Hanka is troubled, both when she’s awake and when she’s asleep. During the day, she’s abused by her unstable mother, Sabina, who drinks and laments the passing of her youth and beauty. Hanka’s loving father, Janusz, does what he can to shield her from her mother’s fury, but he works long hours. At night, a demanding raven visits Hanka in her dreams and takes her flying with him, but he also forces her to find him food at the risk of her own well-being. When she disobeys the bird, he pecks at her head, drawing blood. Hanka’s waking-life situation deteriorates further when Sabina becomes pregnant and makes it clear she doesn’t want another child (or even the child she already has). She becomes increasingly abusive to Hanka, Janusz, and, later, the new baby, Bartek. She mellows a bit when she finds a new lover, a deliveryman with an apartment where she can escape from her family—that is, until the raven of Hanka’s dreams begins appearing in Sabina’s, expressing quixotic concerns over the baby’s health. When tragedy strikes, it becomes clear that the raven’s powers extend into the real world, and Hanka must decide whether she’s willing to play his game in order to keep herself safe. Mlek’s tale is caustic, bleak, and always seems to take the most disturbing route to remind readers that it’s no children’s fairy tale. The passages concerning the raven are wrought with a terrible, fabulist beauty, and readers will wish there were more of them, particularly in the novel’s first half. The daytime villain, Sabina, is just as fantastic in her own way. In this passage, she beats a relative bloody at the baptism party of little Bartek: “Blood leaked between his fingers as he shielded his face. Sabina threw back her head and laughed….Seeing that some of the guests were getting close, she fled, climbing up a willow and hiding amongst its branches.” In Mlek’s hands, night and day are equally nightmarish.

§ GIVEN PROBLEM:
Name each character in the novel whom the review refers to by a personal name.

§ GIVEN RECORDS:
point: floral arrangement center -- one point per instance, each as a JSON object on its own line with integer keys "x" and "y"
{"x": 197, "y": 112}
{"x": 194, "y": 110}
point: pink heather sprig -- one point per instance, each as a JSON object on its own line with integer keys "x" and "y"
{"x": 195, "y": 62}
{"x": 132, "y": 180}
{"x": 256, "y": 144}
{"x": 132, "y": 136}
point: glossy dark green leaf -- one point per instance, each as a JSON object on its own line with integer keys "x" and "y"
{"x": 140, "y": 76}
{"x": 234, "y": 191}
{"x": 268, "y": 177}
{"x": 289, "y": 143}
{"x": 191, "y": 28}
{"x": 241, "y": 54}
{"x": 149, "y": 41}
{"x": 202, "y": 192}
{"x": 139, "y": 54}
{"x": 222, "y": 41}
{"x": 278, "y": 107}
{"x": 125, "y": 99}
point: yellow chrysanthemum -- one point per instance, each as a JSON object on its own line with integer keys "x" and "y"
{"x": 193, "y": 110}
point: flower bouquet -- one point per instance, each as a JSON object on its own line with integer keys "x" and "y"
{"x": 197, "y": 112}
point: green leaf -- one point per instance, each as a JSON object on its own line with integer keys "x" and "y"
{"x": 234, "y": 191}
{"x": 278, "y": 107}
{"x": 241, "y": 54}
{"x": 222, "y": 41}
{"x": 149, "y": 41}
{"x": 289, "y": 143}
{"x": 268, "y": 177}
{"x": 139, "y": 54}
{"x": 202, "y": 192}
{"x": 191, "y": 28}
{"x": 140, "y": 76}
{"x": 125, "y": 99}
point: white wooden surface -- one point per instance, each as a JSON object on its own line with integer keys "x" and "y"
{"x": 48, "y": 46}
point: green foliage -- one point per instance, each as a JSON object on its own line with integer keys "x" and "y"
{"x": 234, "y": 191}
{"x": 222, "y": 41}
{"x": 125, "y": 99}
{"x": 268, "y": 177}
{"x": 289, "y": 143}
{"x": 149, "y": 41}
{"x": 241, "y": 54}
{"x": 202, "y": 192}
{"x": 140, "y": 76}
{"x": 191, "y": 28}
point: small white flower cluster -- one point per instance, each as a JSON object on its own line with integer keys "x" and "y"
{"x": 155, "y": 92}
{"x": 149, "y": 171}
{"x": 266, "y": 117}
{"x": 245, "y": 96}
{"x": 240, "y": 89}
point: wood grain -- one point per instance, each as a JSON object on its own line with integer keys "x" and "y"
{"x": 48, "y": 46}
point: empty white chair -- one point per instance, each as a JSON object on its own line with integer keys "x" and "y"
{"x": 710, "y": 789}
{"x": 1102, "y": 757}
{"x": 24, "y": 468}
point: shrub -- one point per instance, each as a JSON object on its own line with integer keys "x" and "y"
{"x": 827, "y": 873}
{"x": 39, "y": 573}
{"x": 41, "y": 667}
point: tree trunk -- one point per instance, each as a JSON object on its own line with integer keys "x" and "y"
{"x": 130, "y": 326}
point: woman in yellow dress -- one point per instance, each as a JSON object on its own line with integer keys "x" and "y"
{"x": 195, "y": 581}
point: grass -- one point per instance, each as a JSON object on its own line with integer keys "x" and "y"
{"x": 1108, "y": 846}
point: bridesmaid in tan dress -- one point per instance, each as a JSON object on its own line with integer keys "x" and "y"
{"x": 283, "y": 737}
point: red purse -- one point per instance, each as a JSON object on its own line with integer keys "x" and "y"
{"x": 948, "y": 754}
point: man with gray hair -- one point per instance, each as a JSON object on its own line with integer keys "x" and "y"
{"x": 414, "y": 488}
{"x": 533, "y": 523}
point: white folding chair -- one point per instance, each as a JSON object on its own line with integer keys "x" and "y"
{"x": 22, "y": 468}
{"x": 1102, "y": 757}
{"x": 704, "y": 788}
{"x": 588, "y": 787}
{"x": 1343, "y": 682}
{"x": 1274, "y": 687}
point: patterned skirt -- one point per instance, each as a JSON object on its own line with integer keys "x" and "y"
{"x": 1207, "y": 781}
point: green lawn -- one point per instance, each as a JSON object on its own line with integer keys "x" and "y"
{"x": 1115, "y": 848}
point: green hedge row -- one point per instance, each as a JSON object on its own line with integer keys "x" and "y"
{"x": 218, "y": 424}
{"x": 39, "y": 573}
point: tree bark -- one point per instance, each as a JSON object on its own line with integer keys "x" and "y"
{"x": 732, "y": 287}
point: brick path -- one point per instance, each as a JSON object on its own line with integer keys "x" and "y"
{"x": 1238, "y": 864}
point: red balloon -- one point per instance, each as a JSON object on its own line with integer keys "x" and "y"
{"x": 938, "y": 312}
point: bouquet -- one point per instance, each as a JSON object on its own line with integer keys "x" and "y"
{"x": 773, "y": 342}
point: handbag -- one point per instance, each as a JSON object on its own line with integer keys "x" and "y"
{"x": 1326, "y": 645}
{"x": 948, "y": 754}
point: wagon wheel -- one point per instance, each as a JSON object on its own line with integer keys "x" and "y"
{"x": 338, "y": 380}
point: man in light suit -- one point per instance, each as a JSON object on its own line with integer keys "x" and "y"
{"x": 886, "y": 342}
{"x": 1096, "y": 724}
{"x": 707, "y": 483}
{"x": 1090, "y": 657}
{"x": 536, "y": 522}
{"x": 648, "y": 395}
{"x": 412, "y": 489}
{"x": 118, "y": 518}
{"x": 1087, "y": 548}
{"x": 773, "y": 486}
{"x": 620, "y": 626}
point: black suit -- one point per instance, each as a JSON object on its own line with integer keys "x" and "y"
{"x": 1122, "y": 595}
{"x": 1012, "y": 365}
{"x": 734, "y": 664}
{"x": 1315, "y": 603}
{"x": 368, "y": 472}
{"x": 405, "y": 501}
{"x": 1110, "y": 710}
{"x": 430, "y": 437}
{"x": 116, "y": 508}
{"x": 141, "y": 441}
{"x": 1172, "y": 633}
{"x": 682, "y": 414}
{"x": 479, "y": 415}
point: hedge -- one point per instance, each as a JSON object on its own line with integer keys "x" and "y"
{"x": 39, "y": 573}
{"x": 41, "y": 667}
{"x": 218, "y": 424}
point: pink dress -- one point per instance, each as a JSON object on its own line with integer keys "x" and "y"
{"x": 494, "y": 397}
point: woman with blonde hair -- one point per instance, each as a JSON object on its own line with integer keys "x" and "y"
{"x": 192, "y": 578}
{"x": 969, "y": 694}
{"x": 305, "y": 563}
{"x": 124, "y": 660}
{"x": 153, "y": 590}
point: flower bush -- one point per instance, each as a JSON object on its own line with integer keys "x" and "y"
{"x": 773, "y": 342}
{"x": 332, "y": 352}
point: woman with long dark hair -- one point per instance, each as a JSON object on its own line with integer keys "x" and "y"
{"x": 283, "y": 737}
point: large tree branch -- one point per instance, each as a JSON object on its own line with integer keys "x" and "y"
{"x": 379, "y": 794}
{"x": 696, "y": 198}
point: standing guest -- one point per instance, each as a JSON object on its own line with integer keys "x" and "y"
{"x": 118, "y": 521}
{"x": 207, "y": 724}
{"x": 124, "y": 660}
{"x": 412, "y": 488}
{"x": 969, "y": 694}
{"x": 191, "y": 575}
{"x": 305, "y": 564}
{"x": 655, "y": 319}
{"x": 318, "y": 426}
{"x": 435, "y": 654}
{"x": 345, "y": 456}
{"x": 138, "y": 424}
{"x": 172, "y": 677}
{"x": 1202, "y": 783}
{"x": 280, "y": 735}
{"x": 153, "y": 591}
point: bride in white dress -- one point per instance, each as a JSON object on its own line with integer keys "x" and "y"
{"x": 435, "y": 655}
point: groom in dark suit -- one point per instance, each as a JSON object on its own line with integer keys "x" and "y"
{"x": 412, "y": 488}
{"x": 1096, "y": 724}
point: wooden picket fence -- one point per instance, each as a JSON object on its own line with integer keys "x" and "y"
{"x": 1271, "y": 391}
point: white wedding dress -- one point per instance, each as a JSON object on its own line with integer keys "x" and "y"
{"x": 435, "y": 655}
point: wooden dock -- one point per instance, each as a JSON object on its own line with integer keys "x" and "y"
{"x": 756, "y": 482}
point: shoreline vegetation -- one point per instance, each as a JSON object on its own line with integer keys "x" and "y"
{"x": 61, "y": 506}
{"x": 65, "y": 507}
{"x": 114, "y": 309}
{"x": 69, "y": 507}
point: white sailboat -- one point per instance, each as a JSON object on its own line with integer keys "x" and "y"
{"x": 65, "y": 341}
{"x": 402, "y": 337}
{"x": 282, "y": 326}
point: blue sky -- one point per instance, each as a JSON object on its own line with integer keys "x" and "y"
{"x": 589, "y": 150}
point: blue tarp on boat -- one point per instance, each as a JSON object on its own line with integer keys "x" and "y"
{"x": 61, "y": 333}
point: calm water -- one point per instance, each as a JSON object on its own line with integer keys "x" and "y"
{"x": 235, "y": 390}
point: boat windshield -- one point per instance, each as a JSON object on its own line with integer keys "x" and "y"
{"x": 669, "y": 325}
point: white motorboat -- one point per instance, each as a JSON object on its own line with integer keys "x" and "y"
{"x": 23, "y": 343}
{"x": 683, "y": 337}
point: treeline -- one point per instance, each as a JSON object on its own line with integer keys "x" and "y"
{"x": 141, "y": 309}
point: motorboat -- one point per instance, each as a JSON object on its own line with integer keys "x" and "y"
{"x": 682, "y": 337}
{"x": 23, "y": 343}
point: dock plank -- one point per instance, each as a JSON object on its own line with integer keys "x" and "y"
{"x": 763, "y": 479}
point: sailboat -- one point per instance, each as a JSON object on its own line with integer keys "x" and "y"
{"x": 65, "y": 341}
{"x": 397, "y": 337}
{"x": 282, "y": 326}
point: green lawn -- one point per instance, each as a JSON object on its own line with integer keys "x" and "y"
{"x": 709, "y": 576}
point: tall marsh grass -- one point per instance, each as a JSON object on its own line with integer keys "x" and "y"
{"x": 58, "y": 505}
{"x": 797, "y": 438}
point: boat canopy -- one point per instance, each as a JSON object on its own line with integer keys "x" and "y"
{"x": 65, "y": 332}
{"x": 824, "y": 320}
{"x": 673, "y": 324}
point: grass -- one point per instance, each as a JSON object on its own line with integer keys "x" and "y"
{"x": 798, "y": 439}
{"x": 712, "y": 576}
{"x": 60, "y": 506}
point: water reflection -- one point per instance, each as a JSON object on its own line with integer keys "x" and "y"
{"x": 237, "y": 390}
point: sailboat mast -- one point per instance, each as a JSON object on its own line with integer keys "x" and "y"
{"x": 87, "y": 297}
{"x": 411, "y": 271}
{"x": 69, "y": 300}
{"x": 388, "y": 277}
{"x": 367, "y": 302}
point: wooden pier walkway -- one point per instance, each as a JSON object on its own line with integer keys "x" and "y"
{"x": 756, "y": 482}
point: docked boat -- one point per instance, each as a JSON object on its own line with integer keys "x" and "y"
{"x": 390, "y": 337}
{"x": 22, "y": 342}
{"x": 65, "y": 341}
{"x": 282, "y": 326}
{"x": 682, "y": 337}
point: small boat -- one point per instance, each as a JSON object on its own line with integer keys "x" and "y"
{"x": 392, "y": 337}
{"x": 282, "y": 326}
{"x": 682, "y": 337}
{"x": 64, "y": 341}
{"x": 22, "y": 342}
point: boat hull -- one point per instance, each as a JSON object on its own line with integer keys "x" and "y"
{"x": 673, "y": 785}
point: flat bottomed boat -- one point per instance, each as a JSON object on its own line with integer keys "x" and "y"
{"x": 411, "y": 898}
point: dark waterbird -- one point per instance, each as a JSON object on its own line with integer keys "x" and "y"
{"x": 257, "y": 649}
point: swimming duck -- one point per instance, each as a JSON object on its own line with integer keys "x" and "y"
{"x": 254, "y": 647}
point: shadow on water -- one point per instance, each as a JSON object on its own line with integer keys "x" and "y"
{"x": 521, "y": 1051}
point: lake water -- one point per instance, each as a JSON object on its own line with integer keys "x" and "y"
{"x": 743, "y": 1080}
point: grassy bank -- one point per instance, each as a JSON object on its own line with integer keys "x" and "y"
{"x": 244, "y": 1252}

§ FULL ANSWER:
Hanka, Sabina, Janusz, Bartek